GECITEERDE PASSAGE:
******************************

HR, 04-09-2007, nr. 00465/06
ECLI:NL:HR:2007:BA4914
- Instantie
Hoge Raad (Strafkamer)
- Datum
04-09-2007
- Zaaknummer
00465/06
- LJN
BA4914
- Vakgebied(en)
Materieel strafrecht (V)
Strafprocesrecht (V)
- Brondocumenten en formele relaties
ECLI:NL:PHR:2007:BA4914, Conclusie, Hoge Raad (Advocaat-Generaal), 04‑09‑2007
Arrest Hoge Raad: ECLI:NL:HR:2007:BA4914
ECLI:NL:HR:2007:BA4914, Uitspraak, Hoge Raad (Strafkamer), 04‑09‑2007; (Cassatie)
Conclusie: ECLI:NL:PHR:2007:BA4914
Beroepschrift, Hoge Raad, 18‑05‑2006
- Vindplaatsen
Conclusie 04‑09‑2007
Inhoudsindicatie
Het recht tot strafvordering is i.c. niet vervallen indien het cassatieberoep tegen ’s Hofs niet-ontvankelijkverklaring van verdachte in zijn hoger beroep niet slaagt, zie tussenarrest HR LJN AZ3286. ’s Hofs niet van een onjuiste rechtsopvatting getuigende oordeel dat hetgeen door of namens verdachte is aangevoerd niet kan gelden als een bijzondere omstandigheid die de overschrijding van de beroepstermijn verontschuldigbaar doet zijn, is niet onbegrijpelijk.

******************************

GEGEVENSFRAGMENT:
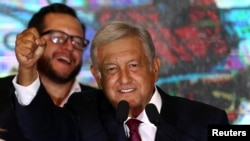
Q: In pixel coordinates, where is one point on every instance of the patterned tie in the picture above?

******************************

OPDRACHT A:
Welk zaaknummer staat in de geciteerde passage?
OPDRACHT B:
Herhaal letterlijk het deel van de geciteerde passage dat begint bij de woorden "Materieel strafrecht (V)" en stop na de woorden "(Strafkamer), 04‑09‑2007; (Cassatie)".
De lijst is niet nodig om de opdrachten uit te voeren.

SCHRIFTELIJK ANTWOORD A:
Het zaaknummer is 00465/06.

SCHRIFTELIJK ANTWOORD B:
Materieel strafrecht (V)
Strafprocesrecht (V)
- Brondocumenten en formele relaties
ECLI:NL:PHR:2007:BA4914, Conclusie, Hoge Raad (Advocaat-Generaal), 04‑09‑2007
Arrest Hoge Raad: ECLI:NL:HR:2007:BA4914
ECLI:NL:HR:2007:BA4914, Uitspraak, Hoge Raad (Strafkamer), 04‑09‑2007; (Cassatie)